→ **Exercise prompt**
Transcribe all of the material exactly.

→ **Data rows**
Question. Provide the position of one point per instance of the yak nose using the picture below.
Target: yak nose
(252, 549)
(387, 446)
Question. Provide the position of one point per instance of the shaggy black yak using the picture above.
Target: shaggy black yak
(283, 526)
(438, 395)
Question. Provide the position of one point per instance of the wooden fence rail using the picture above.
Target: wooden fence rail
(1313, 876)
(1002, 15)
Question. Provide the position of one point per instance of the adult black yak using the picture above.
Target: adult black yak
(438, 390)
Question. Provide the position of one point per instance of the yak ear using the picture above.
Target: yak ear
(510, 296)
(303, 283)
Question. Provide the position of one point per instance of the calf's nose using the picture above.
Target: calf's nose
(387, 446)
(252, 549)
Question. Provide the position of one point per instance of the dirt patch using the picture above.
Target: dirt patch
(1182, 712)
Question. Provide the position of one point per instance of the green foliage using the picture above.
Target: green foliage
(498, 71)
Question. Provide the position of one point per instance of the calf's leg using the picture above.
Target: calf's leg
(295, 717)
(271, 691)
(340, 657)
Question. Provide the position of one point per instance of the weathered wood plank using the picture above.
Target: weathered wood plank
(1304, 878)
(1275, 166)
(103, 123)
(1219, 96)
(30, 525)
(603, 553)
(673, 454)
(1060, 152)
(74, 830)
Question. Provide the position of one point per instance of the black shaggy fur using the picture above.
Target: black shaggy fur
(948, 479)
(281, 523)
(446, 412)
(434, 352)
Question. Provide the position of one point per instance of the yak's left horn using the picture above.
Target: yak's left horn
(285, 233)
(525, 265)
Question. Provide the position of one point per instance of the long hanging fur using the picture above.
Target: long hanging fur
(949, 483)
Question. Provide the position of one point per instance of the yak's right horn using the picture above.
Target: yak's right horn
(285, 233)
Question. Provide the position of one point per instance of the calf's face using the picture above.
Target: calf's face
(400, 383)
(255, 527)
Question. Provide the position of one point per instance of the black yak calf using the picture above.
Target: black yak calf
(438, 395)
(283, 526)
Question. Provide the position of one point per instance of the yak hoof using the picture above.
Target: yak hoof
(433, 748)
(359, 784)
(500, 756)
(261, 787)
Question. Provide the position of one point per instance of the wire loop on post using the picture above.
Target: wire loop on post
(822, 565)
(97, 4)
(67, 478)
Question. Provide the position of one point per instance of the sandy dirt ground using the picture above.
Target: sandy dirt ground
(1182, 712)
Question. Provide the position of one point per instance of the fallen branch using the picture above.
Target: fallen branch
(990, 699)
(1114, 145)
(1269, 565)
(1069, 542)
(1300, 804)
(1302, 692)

→ **Complete response**
Question. Provide the position of one point per instance of the yak nose using the picture below.
Target: yak nose
(252, 549)
(387, 446)
Question. Provide the position of one point per instance of the shaggy black yak using the picture above.
Target: shaggy black yak
(283, 526)
(438, 395)
Question. Provide the position of one point per instance of the wooden fence rail using the picture above.
Target: wooden fence rail
(1313, 876)
(1002, 15)
Question. Provide the position of one point per instance of the adult black yak using the picture above.
Target: adult black yak
(438, 390)
Question. Provide the position of one point per instance of the yak ear using the picture above.
Target: yak ear
(510, 296)
(303, 283)
Question. Provide the position of one point per instance of the calf's nose using the picture above.
Target: calf's nose
(387, 446)
(252, 549)
Question. Provide the position of one point per instance of the dirt patch using the picture above.
Target: dirt patch
(1182, 712)
Question. Provide the position of one point per instance of the green foliage using the picture above.
Target: green foliage
(498, 71)
Question. Provide the position of one point per instance of the calf's leg using the picture above.
Target: calf's leg
(295, 717)
(271, 691)
(340, 657)
Question. Provide the position of one point per instance of the weathered wood plank using the picture above.
Target: weathered wood plank
(1304, 878)
(1275, 166)
(103, 123)
(1219, 96)
(30, 525)
(603, 553)
(673, 454)
(1060, 152)
(74, 830)
Question. Provide the position of one point per instance of the black shaggy fur using the picture above.
Target: black shaggy fur
(948, 479)
(281, 523)
(446, 412)
(434, 352)
Question. Provide the position of one point per instance of the yak's left horn using the picture above.
Target: yak's left horn
(285, 233)
(525, 265)
Question. Provide the position of one point per instance of the long hanging fur using the picture above.
Target: long hanging fur
(949, 483)
Question. Provide the position of one point per instance of the yak's right horn using the picture above.
Target: yak's right horn
(285, 233)
Question. Provide the position of one point per instance of the calf's face using the picture above.
Target: calf's face
(400, 383)
(255, 527)
Question. Provide the position of one point per instance of the black yak calf using the picture above.
Target: black yak calf
(438, 395)
(283, 526)
Question. Provide the position of one point per instance of the yak hoof using the picture above.
Target: yak hoof
(433, 748)
(359, 784)
(500, 756)
(261, 787)
Question. Provide the position of one point per instance of the wire loop on post using the picture above.
Target: wire loop on post
(822, 565)
(97, 4)
(67, 478)
Question. Provide the position of one point per instance of the sandy dirt ground using the picture above.
Target: sandy dirt ground
(1182, 712)
Question. Provide the position of one point per instance of the fallen branch using the picture above.
Target: fallen branch
(990, 699)
(1114, 145)
(1269, 565)
(1069, 542)
(1300, 804)
(1302, 692)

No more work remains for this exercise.